> _Available records_:
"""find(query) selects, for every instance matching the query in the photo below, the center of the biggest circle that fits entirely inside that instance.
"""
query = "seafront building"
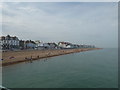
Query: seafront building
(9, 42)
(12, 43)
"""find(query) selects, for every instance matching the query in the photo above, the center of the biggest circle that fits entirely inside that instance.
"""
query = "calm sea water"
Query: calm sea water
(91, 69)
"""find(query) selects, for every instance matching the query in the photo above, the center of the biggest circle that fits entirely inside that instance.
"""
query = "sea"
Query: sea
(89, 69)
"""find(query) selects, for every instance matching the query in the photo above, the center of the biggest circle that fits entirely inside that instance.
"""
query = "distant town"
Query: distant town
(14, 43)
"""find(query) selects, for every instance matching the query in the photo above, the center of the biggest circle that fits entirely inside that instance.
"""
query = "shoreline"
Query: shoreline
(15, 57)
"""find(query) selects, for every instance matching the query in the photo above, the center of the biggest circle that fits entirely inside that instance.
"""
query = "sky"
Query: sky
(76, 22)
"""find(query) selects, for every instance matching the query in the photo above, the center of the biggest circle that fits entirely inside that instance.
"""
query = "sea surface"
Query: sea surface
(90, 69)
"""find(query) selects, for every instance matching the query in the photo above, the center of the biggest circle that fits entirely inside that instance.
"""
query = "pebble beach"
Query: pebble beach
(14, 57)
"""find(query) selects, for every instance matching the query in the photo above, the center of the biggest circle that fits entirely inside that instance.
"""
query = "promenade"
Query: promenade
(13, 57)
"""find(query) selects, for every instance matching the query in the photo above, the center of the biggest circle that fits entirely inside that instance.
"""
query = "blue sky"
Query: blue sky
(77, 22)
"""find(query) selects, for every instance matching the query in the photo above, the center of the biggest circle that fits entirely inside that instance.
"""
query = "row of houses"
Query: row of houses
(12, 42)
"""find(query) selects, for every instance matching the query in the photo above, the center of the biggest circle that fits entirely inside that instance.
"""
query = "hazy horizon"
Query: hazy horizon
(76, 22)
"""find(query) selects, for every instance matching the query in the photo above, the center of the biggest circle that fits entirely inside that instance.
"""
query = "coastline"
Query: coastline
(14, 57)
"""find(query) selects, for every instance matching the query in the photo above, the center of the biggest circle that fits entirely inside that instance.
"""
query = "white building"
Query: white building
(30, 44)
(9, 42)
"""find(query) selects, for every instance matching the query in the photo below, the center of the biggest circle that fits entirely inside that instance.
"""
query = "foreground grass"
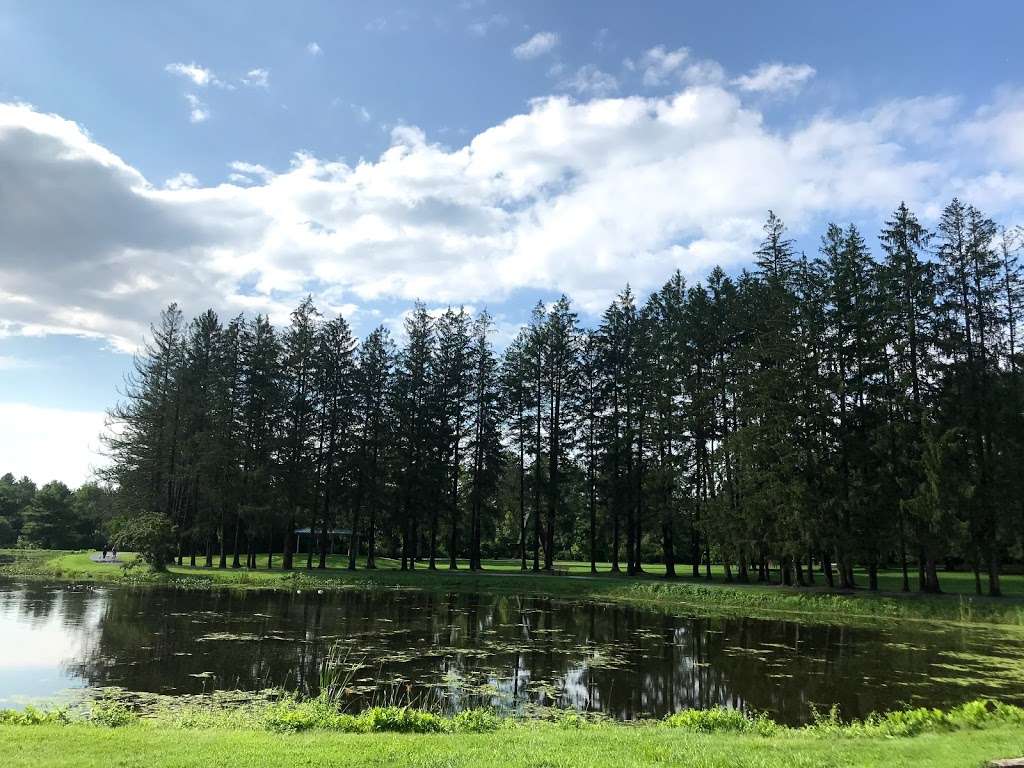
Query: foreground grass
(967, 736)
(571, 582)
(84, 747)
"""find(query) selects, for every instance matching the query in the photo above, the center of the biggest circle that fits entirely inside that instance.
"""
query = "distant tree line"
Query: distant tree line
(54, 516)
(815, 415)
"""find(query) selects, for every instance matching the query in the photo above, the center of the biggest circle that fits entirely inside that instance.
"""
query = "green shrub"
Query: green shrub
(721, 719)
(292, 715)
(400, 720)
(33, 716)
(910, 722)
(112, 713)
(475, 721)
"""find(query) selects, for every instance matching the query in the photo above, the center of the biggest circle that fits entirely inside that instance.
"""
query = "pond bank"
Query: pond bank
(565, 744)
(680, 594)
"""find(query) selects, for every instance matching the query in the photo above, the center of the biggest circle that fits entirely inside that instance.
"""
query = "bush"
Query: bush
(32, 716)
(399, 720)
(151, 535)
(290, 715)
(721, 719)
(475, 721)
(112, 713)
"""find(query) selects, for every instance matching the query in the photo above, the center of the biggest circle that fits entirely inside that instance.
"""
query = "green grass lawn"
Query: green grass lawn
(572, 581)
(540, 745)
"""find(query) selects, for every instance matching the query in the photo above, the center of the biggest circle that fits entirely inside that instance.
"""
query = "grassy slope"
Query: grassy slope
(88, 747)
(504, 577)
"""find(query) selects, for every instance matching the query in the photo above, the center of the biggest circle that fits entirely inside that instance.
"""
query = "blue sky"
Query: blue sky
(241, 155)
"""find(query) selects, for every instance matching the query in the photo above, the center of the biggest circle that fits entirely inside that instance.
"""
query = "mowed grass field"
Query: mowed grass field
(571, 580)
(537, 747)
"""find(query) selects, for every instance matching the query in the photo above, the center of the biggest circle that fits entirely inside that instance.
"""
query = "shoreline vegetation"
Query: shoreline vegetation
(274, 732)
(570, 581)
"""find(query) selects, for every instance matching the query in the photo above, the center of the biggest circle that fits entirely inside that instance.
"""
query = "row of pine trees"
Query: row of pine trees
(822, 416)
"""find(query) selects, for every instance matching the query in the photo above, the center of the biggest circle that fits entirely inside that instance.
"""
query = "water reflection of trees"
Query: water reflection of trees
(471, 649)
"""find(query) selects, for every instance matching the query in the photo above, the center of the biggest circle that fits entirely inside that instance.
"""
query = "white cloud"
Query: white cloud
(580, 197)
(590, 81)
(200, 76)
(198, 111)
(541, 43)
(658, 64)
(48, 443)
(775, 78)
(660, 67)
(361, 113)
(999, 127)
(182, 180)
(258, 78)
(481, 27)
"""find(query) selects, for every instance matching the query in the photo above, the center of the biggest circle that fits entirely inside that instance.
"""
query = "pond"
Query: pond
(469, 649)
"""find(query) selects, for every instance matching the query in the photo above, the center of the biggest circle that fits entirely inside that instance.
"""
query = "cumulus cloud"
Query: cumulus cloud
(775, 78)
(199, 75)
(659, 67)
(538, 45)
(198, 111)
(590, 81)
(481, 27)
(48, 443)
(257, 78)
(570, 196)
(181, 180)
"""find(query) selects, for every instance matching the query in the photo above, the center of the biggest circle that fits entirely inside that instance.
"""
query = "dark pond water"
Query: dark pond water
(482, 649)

> _Exercise instructions_:
Transcribe only what runs from the line with "Query: row of pine trees" to the last line above, keeping every line exactly as written.

> _Response to the exercise_:
Query: row of pine trees
(822, 416)
"""find(query) selects, for every instance matching the query in the photo above, the center of the biggest circle that fits entirely inside that instance.
"""
query = "water reflection of trees"
Query: water reflection of trees
(471, 649)
"""find(query) selects, for every instance matching the query in the photo above, the center of the biggest circle that fits entirely inside that instance.
"""
query = "white cloud"
Query: white cloud
(580, 197)
(590, 81)
(200, 76)
(198, 111)
(541, 43)
(658, 64)
(48, 443)
(775, 78)
(660, 67)
(361, 113)
(999, 127)
(182, 180)
(258, 78)
(481, 27)
"""find(query) selects, for every instance matching the query in the photo above, the center of the biggest circle that fits entirely inside that instance.
"""
query = "pond"
Query: pond
(469, 649)
"""find(query) selects, for every instance matching the query in the photo above, the center of the biggest circle that fits entirely inside that instance.
"""
query = "cumulus cloud"
Query: cumulus cloud
(775, 78)
(199, 75)
(659, 67)
(538, 45)
(198, 111)
(590, 81)
(481, 27)
(48, 443)
(257, 78)
(570, 196)
(181, 180)
"""find(query) selects, for every instance matching the query in the photo above, the center of the biggest circle that fits entirely inside that instance.
"""
query = "dark pond water"
Query: dark pond water
(482, 649)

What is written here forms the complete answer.